====== Excerpt ======

The Mental Capacity Act (MCA) 2005 covers individuals in England and Wales (aged 16 and over) who can’t make some or all decisions for themselves. The ability to understand and make a decision when it needs to be made is called ‘mental capacity’. Capacity is decision specific.
The MCA states that an individual is unable to make a particular decision if they cannot do one or more of the following four things:
- Understand the information given to them;
- Retain that information long enough to be able to make the decision;
- Weigh up the information available to make the decision;
- Communicate their decision by talking, using sign language or even simple muscle movements such as blinking an eye or squeezing a hand.
Many individuals with frailty may lack capacity to make decisions for themselves, for instance because they have suffered a stroke, have dementia, or another mental health condition.
Those working with, or caring for, adults who lack the capacity to make decisions for themselves, have a legal duty to consider the Code of Practice. Within this code are 5 key principles:
- Every adult has the right to make his or her own decisions, and must be assumed to have capacity to do so unless it is proved otherwise;
- Every adult must be supported as much as possible to make a decision before anyone concludes that they cannot make this decision;
- Every adult have the right to make what others might regard as an unwise or eccentric decision;
- Anything done for, or on behalf of, an adult who lacks mental capacity must be done in their best interests;
- Anything done for, or on behalf of, an adult who lacks mental capacity should be the least restrictive of their basic rights and freedoms.

======

Task goal:
In the Mental Capacity Act passage, rewrite the part that opens with the words containing "Many individuals with" and closes with "mental health condition.", replacing "frailty" with "learning disabilities".

====== Data to examine ======

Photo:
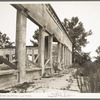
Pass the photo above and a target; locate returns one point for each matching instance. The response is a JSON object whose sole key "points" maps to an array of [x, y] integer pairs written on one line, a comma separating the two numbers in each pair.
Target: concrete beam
{"points": [[21, 44]]}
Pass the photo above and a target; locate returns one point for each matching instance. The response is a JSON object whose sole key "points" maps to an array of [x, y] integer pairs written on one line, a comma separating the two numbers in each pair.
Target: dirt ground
{"points": [[63, 81], [59, 82]]}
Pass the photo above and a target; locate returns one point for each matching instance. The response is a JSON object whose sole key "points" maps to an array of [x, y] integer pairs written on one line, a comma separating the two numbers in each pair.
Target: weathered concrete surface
{"points": [[9, 78], [61, 83], [44, 16]]}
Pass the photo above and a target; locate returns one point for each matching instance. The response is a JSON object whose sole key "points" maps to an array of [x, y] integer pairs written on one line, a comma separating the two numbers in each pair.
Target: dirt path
{"points": [[61, 82]]}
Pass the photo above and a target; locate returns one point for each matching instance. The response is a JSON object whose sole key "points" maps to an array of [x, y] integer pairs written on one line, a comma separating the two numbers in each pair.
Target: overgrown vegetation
{"points": [[5, 40], [77, 33]]}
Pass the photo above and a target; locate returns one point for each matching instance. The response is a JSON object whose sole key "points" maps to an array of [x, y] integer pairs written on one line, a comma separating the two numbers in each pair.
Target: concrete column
{"points": [[10, 56], [67, 57], [33, 55], [46, 48], [63, 56], [41, 46], [59, 54], [71, 58], [20, 50], [50, 49]]}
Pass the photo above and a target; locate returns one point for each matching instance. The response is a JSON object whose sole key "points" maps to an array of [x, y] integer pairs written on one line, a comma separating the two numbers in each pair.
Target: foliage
{"points": [[4, 40], [35, 37], [98, 55], [78, 35]]}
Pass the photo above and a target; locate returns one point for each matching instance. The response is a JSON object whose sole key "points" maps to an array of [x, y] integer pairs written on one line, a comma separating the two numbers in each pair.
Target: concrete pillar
{"points": [[67, 57], [41, 46], [46, 48], [71, 58], [63, 56], [33, 57], [50, 49], [20, 50], [59, 54], [10, 56]]}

======

Written answer:
Many individuals with learning disabilities may lack capacity to make decisions for themselves, for instance because they have suffered a stroke, have dementia, or another mental health condition.